#### What is needed:
Below are some records; print every one of them exactly.

#### Records for the exercise:
_ _ _ _

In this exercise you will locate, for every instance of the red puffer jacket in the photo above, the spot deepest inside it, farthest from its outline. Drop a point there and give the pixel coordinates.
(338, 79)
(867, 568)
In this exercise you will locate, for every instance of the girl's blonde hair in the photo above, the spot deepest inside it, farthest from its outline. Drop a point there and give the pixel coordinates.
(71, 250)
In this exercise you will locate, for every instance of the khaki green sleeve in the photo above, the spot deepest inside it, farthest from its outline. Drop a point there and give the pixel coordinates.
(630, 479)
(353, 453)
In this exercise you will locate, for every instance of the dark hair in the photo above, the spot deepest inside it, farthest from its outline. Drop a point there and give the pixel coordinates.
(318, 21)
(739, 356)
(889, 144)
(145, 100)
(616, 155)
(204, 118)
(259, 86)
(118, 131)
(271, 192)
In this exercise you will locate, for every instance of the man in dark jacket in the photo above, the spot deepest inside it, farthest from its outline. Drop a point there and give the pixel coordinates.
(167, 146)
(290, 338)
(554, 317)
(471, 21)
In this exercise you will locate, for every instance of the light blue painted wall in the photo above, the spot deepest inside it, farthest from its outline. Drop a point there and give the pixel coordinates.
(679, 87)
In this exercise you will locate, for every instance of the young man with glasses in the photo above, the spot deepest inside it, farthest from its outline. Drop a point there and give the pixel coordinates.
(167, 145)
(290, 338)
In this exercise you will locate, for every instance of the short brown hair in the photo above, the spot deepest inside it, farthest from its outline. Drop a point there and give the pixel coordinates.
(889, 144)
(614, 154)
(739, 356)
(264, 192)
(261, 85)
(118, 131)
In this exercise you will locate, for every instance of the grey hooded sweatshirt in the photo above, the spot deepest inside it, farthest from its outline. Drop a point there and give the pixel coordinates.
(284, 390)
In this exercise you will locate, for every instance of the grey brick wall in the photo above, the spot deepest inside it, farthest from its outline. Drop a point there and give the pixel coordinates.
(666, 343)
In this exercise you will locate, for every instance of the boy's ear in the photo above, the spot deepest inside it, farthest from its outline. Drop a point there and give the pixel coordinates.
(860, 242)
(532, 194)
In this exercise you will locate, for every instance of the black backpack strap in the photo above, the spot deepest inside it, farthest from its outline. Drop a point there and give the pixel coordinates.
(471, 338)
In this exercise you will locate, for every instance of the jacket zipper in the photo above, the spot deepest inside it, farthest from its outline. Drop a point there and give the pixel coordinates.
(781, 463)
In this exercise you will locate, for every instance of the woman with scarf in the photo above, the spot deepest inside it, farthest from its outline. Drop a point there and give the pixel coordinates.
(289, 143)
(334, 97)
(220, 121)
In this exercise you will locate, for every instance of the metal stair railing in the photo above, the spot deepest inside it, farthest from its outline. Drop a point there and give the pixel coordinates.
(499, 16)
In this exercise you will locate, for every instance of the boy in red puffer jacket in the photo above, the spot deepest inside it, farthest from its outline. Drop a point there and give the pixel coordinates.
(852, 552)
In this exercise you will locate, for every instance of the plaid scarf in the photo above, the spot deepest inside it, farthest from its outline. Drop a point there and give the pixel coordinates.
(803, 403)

_ _ _ _

#### Written response:
In this exercise you will locate, for every instance of the red puffer jacket in the photo above, the spot deepest inside it, farthest from its outline. Drop a point there and give the pixel coordinates.
(338, 79)
(867, 568)
In this exercise you will locate, for every instance of the girl's blonde hair in the photo above, the spot deepest inside it, farthest from its outline. Drop a point there and give the pixel coordinates.
(71, 250)
In this exercise you will locate, for every instance of the khaki green sleeve in the photo above, the spot deepest inside it, farthest from its outline. Drop a point there and give the pixel coordinates.
(630, 479)
(353, 453)
In this exercise you will locate, for every instance of the dark hair in the photo above, the spot deepest inside it, farthest from its outline. Drop a point there and give the pixel coordinates.
(318, 21)
(739, 356)
(889, 144)
(145, 100)
(616, 155)
(204, 118)
(259, 86)
(118, 131)
(271, 192)
In this exercise you will locate, for every instance of the man in dark jacket in the photo above, the spot deepest inside it, farthest from its outline. Drop a point there and give the pixel coordinates.
(167, 146)
(290, 338)
(554, 317)
(471, 21)
In this exercise you will locate, for every instance of the light blue painted wall in the photo above, the spot deepest inside it, farthest from its outline. Drop a point there and give the pixel coordinates.
(679, 87)
In this exercise you will locate, for every instance of the young man with glasses in the photo above, the spot deepest inside it, farthest from its outline. Drop a point there and give the pixel coordinates.
(167, 145)
(290, 338)
In this exercise you will locate, for every instance of the short brown hair in the photo above, the spot deepest inside it, farthest from its outline. Drop a point there and give the pixel coordinates.
(889, 144)
(614, 154)
(739, 356)
(264, 192)
(261, 85)
(118, 131)
In this exercise you will locate, for every instance of the grey hooded sweatshirt in the photo above, the spot deepest inside it, farthest from its outline. Drop a point there and give the pixel coordinates.
(284, 390)
In this exercise you will locate, for every instance of the grey brick wall in the photo above, the spot deepest inside it, farthest from its outline. Drop a point there and give the pixel coordinates.
(666, 343)
In this exercise you will locate, for every instance of the boy's ear in the photo above, the spot deepest inside it, farthest from its outline. Drop a point there and give the pixel coordinates.
(860, 242)
(532, 194)
In this exercise you will locate, for every instance of the black backpack strap in the photo above, the spot deepest inside it, farthest from its outline. Drop a point there and give the pixel coordinates.
(471, 338)
In this exercise you will locate, for every instance of the jacket zipper in the photo above, the spot deepest inside it, farthest from its outline. Drop a point there and give the pixel coordinates.
(781, 463)
In this exercise you will locate, for every instance of the woman with scarf in the photo above, the spot deepest inside it, farthest from its outline. Drop a point there and give the pixel coordinates.
(289, 143)
(334, 97)
(220, 121)
In this exercise you will locate, for every instance of the metal stair railing in the photo above, the spot deepest inside it, farthest from its outline. Drop a point there and give the pixel coordinates.
(499, 16)
In this exercise you will locate, for every instance of the boy in red puffer jacket in the photo above, the spot deepest inside it, farthest from its outline. Drop a point there and give the pixel coordinates.
(852, 552)
In this exercise you will locate, for every instance of the plaid scarf in the photo above, the spot deepest inside it, farthest from its outline. Drop a point there and give the pixel coordinates.
(803, 403)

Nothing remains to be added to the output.